The Jewish community of Beit El in Judea and Samaria. Credit: Yaakov via Wikimedia Commons.

Policy makers and public opinion molders who call for Israel’s separation from Judea and Samaria are aware that prior separations — from 40 percent of Judea and Samaria in 1994, from Hebron in 1997, and from Gaza in 2005 — yielded land-for-terror and not land-for-peace.

They are aware that Israel’s first prime minister, David Ben-Gurion, did not separate from, but rather annexed, western Jerusalem and additional parts of the Land of Israel during the 1948-1949 war. Ben-Gurion did not believe in land-for-peace. In fact, he expanded Israel’s sovereignty (including significant construction) by 40 percent, in defiance of brutal U.S. and European pressure.

They know that subsequent Prime Minister Levi Eshkol did not engage in land-for-peace, but rather reunited Jerusalem — the most sensitive territorial issue — annexing eastern Jerusalem and expanding construction there. They are mindful of Prime Minister Menachem Begin’s application of Israel’s law to the Golan Heights (and expanding construction).

## Actions to take:
a: Please write out the part of the text on Israel's territorial policy starting with "They know that" and going on through "(and expanding construction).".
b: In the text on Israel's territorial policy, which territory did Menachem Begin apply Israel's law to?

## Supplied records:

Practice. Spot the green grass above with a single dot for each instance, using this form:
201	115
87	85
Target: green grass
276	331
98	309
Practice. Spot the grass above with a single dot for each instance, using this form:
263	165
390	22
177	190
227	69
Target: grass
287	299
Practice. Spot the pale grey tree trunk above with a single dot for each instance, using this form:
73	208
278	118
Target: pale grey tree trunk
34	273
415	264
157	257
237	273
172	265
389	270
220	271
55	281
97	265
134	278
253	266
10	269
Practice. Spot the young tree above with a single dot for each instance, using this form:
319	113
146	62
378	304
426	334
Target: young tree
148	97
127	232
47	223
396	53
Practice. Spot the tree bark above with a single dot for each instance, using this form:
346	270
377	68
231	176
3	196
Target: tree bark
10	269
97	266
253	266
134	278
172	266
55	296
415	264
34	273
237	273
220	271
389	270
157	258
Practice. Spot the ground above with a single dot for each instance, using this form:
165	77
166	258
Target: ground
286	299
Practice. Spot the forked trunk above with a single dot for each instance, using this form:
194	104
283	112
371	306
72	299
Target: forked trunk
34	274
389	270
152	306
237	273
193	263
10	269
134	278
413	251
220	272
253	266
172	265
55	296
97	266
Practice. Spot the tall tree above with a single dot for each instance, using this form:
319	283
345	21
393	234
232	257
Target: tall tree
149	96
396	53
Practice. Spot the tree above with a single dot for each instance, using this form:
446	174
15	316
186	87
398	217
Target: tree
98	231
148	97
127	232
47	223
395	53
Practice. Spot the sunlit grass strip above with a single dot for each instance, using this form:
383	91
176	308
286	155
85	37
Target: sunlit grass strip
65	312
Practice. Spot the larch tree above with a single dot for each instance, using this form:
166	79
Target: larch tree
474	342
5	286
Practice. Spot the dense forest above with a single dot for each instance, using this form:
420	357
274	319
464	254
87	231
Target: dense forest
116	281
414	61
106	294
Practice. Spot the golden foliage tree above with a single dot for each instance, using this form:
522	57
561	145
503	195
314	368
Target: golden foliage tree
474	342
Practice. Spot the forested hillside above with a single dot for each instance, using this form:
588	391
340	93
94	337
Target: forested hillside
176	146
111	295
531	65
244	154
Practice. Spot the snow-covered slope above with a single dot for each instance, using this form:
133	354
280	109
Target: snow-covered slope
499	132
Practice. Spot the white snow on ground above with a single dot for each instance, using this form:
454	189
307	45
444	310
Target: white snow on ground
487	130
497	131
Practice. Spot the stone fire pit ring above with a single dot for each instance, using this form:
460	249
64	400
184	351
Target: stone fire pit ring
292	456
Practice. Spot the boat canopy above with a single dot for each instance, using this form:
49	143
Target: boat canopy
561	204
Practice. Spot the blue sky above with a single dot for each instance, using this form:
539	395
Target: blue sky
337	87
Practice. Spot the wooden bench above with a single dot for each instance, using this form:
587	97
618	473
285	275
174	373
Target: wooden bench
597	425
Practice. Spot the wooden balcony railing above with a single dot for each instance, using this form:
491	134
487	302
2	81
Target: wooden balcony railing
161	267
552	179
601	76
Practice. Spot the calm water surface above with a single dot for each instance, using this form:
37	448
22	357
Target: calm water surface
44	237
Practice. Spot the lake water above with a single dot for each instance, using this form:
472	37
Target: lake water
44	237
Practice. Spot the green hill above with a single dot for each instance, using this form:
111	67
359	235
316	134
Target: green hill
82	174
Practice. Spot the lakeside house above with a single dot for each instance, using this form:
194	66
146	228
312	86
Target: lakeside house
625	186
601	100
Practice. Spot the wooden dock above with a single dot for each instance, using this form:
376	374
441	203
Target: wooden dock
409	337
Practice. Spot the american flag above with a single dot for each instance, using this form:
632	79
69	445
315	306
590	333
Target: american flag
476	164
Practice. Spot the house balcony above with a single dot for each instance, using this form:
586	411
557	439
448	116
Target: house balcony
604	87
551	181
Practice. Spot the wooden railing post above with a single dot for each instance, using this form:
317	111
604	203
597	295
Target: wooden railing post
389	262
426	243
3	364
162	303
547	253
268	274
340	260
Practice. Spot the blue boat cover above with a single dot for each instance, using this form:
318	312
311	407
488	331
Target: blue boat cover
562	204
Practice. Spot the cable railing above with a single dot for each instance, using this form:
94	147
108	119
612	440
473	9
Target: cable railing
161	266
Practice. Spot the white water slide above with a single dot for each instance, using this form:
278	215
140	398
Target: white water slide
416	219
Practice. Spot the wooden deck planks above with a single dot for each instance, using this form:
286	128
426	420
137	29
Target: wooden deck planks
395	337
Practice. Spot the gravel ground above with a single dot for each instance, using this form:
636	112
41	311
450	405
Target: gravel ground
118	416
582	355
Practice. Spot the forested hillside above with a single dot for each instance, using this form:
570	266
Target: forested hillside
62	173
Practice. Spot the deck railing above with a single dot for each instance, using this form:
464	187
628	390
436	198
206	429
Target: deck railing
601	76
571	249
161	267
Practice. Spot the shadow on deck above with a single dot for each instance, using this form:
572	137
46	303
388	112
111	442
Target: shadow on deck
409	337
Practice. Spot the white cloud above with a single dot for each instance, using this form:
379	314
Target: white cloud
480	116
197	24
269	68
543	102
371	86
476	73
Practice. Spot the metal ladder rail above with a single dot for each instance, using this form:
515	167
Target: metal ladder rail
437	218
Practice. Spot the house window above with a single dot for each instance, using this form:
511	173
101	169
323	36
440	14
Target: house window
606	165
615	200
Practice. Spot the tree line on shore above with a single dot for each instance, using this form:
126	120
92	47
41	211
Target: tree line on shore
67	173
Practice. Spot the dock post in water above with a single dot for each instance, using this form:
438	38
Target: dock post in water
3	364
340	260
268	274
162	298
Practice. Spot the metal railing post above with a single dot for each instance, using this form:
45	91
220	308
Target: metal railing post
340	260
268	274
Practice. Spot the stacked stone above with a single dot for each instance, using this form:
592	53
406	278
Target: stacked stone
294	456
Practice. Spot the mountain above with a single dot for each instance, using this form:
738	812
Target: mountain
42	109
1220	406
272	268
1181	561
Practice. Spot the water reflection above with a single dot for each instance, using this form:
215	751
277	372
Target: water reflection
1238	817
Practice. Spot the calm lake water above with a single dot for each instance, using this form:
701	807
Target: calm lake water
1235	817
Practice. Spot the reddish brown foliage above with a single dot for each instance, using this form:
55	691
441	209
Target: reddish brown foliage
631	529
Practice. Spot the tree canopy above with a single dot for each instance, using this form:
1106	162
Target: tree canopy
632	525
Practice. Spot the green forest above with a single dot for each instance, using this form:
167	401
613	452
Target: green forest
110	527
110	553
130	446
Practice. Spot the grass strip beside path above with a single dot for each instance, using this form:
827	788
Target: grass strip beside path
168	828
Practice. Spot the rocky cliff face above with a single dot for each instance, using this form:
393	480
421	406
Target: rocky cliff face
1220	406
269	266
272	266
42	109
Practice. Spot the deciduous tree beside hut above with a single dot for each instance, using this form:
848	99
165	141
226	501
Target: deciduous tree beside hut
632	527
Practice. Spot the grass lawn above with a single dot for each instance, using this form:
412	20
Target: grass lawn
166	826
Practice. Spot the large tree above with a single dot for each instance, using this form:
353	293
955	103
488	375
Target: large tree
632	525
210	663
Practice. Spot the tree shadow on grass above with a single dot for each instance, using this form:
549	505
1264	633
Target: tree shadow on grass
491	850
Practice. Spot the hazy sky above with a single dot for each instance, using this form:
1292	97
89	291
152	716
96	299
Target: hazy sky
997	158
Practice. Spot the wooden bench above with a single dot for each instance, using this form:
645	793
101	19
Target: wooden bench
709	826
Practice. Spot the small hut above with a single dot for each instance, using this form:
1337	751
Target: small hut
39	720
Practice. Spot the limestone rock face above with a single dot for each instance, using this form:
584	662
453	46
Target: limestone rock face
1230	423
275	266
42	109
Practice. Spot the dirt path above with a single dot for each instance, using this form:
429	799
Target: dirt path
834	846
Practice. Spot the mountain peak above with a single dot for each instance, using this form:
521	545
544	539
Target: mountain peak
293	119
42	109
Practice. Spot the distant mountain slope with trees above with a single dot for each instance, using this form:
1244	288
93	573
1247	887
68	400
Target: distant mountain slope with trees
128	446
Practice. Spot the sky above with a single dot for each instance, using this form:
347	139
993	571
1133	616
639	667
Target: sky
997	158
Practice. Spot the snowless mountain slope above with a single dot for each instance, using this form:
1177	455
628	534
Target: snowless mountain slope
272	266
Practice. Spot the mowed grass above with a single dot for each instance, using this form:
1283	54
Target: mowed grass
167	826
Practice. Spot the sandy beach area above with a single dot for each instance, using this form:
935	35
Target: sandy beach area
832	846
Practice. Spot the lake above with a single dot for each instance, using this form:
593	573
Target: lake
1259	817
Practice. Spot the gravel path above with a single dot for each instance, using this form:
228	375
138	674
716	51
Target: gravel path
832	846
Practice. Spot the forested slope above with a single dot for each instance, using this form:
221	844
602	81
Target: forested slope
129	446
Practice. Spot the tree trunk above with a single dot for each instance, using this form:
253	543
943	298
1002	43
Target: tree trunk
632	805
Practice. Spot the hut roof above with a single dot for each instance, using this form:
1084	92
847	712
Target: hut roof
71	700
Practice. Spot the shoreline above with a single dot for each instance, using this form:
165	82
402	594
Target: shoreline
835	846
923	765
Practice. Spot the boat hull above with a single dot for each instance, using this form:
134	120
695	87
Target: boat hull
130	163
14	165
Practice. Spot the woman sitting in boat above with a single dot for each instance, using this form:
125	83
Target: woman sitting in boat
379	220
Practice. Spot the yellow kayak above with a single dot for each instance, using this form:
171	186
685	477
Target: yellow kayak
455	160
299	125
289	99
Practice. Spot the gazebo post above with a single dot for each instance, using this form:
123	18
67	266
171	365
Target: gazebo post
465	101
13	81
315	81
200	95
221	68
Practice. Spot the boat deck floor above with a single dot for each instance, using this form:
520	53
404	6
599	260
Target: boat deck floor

## Results for the exercise:
a:
They know that subsequent Prime Minister Levi Eshkol did not engage in land-for-peace, but rather reunited Jerusalem — the most sensitive territorial issue — annexing eastern Jerusalem and expanding construction there. They are mindful of Prime Minister Menachem Begin’s application of Israel’s law to the Golan Heights (and expanding construction).

b: The Golan Heights.